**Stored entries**

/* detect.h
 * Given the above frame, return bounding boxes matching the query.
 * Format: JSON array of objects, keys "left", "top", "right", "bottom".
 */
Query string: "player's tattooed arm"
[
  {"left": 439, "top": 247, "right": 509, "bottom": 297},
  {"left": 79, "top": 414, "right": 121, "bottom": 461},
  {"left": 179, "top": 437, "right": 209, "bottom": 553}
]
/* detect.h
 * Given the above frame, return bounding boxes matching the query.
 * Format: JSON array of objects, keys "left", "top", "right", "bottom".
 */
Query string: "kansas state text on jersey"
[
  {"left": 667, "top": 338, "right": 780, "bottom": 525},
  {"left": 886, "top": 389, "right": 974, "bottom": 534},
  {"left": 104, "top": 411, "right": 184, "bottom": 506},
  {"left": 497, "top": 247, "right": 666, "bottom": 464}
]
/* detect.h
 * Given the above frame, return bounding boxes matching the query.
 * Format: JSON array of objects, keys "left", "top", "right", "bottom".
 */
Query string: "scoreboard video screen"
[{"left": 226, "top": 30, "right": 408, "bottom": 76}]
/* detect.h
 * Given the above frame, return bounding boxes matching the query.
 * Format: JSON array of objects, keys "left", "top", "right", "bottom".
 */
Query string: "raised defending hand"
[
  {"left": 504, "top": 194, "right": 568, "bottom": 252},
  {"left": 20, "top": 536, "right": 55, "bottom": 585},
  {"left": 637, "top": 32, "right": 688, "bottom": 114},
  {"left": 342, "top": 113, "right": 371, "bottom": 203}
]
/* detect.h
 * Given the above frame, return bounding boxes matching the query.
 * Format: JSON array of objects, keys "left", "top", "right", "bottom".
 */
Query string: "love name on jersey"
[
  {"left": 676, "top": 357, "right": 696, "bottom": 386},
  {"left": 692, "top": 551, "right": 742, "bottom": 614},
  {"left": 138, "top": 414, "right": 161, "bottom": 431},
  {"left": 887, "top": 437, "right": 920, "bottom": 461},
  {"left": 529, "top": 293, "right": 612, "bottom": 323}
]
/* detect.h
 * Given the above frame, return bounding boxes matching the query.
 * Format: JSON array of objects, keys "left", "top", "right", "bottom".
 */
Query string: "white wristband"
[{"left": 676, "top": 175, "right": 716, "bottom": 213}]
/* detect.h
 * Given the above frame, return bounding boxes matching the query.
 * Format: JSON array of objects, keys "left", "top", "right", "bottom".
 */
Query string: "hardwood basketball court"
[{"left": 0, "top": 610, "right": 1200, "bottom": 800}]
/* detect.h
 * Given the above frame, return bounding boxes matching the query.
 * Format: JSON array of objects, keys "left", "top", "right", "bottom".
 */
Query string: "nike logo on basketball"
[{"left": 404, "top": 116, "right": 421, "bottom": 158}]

**Given instruction**
Write out every line of the records exactly.

**Full output**
/* detect.h
 * Given the above frame, return bounding boxes matching the query.
 * Format: JSON array of objects, keys "left", "top", "right", "bottom".
 */
Query string: "player's tattooed arm"
[
  {"left": 439, "top": 247, "right": 509, "bottom": 297},
  {"left": 79, "top": 414, "right": 121, "bottom": 461},
  {"left": 179, "top": 437, "right": 209, "bottom": 553}
]
/* detect.h
 * Given the above frame, return bounding boxes matching the query.
 * Format: JSON array of objects, keys "left", "top", "right", "bottom".
 */
Query string: "kansas state text on jersey"
[
  {"left": 667, "top": 338, "right": 780, "bottom": 525},
  {"left": 886, "top": 389, "right": 974, "bottom": 534},
  {"left": 104, "top": 411, "right": 184, "bottom": 506},
  {"left": 497, "top": 247, "right": 666, "bottom": 464}
]
/* detect.h
 * Given the above frame, return bounding boxes matching the query.
 * Format: JSON array of objects, keys "left", "top", "right", "bottom".
 */
Query string: "scoreboard video screen"
[{"left": 226, "top": 30, "right": 408, "bottom": 76}]
/* detect.h
 * Given the above frame, return bounding boxes matching the query.
 * Format: JSON array of objects, keys "left", "top", "right", "bottom".
 */
Query string: "raised defending hand"
[
  {"left": 504, "top": 194, "right": 568, "bottom": 252},
  {"left": 20, "top": 536, "right": 55, "bottom": 585},
  {"left": 637, "top": 32, "right": 688, "bottom": 114},
  {"left": 342, "top": 113, "right": 371, "bottom": 203}
]
/* detect.h
 * Given the above frame, return bounding boxes matching the query.
 * Format: JSON array of objects, keys "left", "top", "right", "bottom".
 */
Query string: "love name on jersey"
[
  {"left": 676, "top": 357, "right": 696, "bottom": 386},
  {"left": 692, "top": 551, "right": 742, "bottom": 614},
  {"left": 138, "top": 414, "right": 161, "bottom": 431},
  {"left": 887, "top": 437, "right": 920, "bottom": 461},
  {"left": 529, "top": 293, "right": 612, "bottom": 323}
]
/* detect.h
 * Given the above frame, return bounding boxes matching the query.
 * Format: JSON array of objects, keys "left", "top", "right", "bottom".
 */
Query string: "white wristband"
[{"left": 676, "top": 175, "right": 716, "bottom": 213}]
/* detect.h
 * Given the above frame, return bounding boxes matching the query.
 * Format: JSON array of objects, keys "left", "top", "right", "bottom".
 */
Query string: "hardwood basketball court"
[{"left": 0, "top": 610, "right": 1200, "bottom": 800}]
/* detect.h
 * Given the above frame, return bounding boxes matching the query.
 * Format: JSON array of objects, keys "left", "top", "right", "bottom".
 */
Query string: "nike logo on basketball"
[{"left": 404, "top": 116, "right": 421, "bottom": 158}]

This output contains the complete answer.